(Named-object pointing material)
• • •

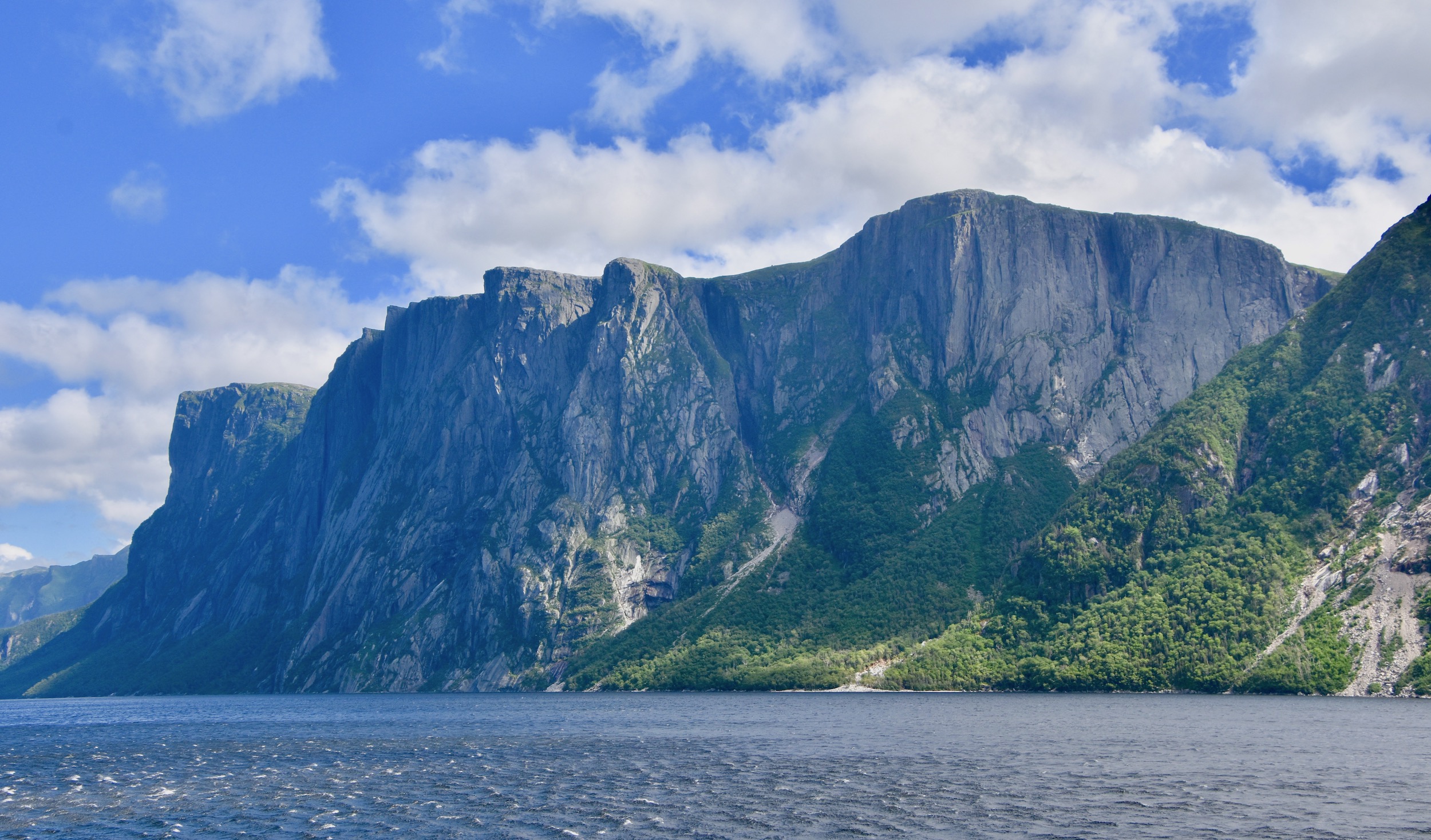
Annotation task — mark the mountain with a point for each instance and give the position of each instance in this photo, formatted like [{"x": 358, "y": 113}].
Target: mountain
[
  {"x": 56, "y": 589},
  {"x": 645, "y": 480},
  {"x": 1268, "y": 536}
]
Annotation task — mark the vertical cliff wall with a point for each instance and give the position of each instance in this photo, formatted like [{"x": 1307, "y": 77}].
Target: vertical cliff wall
[{"x": 491, "y": 481}]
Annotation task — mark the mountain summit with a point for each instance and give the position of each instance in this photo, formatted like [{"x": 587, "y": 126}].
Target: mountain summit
[{"x": 651, "y": 480}]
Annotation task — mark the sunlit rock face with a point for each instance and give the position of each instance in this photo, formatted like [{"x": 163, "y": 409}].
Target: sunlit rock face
[{"x": 493, "y": 478}]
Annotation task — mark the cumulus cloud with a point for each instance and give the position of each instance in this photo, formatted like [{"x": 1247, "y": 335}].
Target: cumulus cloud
[
  {"x": 1082, "y": 115},
  {"x": 214, "y": 58},
  {"x": 127, "y": 348},
  {"x": 1081, "y": 112},
  {"x": 15, "y": 558},
  {"x": 139, "y": 195}
]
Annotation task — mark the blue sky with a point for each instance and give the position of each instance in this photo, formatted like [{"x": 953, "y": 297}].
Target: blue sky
[{"x": 207, "y": 191}]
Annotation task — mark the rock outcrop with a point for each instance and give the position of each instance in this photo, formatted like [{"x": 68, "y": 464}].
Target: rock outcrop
[{"x": 493, "y": 478}]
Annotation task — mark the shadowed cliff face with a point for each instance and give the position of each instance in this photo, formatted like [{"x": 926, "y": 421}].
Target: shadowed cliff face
[{"x": 491, "y": 480}]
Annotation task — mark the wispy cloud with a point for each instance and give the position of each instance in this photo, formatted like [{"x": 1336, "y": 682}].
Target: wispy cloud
[
  {"x": 15, "y": 558},
  {"x": 1075, "y": 109},
  {"x": 141, "y": 195},
  {"x": 447, "y": 56},
  {"x": 125, "y": 348},
  {"x": 214, "y": 58}
]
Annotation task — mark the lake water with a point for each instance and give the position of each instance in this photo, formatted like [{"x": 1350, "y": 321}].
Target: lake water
[{"x": 716, "y": 766}]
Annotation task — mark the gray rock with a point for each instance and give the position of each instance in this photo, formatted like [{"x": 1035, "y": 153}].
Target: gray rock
[{"x": 493, "y": 478}]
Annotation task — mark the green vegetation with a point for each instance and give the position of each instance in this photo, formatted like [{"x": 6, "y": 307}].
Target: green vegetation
[
  {"x": 22, "y": 640},
  {"x": 1172, "y": 569},
  {"x": 865, "y": 579},
  {"x": 1315, "y": 660}
]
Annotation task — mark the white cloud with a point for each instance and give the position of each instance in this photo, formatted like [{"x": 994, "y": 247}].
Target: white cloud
[
  {"x": 15, "y": 558},
  {"x": 139, "y": 195},
  {"x": 447, "y": 56},
  {"x": 1082, "y": 116},
  {"x": 214, "y": 58},
  {"x": 127, "y": 348}
]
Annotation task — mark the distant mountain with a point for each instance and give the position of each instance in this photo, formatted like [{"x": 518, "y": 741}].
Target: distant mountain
[
  {"x": 56, "y": 589},
  {"x": 643, "y": 480},
  {"x": 1268, "y": 536}
]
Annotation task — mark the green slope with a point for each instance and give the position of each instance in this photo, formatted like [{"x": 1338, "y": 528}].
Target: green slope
[
  {"x": 863, "y": 579},
  {"x": 1169, "y": 572},
  {"x": 1172, "y": 569}
]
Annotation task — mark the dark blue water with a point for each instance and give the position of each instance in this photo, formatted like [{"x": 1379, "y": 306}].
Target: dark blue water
[{"x": 716, "y": 766}]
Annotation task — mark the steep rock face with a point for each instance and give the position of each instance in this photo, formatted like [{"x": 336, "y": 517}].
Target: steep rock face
[
  {"x": 1037, "y": 322},
  {"x": 491, "y": 480}
]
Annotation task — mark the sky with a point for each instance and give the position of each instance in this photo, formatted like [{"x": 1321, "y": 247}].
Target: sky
[{"x": 198, "y": 192}]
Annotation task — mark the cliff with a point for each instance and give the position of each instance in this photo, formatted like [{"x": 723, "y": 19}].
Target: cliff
[{"x": 497, "y": 483}]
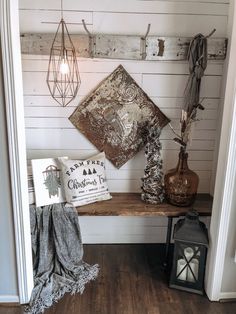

• • •

# [TASK INSTRUCTIONS]
Substitute "image" for each "photo" in the part of the material that opens with the line containing "Annotation task — mark the steep" and runs through the end of the material, leaving everything else unchanged. Omit the pictures from your answer.

# [THE RESPONSE]
Annotation task — mark the steep rock face with a point for each instance and give the position of each instance in this image, formatted like [{"x": 336, "y": 517}].
Target: steep rock face
[
  {"x": 1037, "y": 322},
  {"x": 491, "y": 480}
]
Annotation task — mark the sky with a point for each instance and give the position of each instance in this image, formatted like [{"x": 1321, "y": 247}].
Target: sky
[{"x": 198, "y": 192}]
Annotation task — mark the cliff with a point for each instance and give the position of each instance in this image, formatted like [{"x": 723, "y": 19}].
Target: cliff
[{"x": 497, "y": 483}]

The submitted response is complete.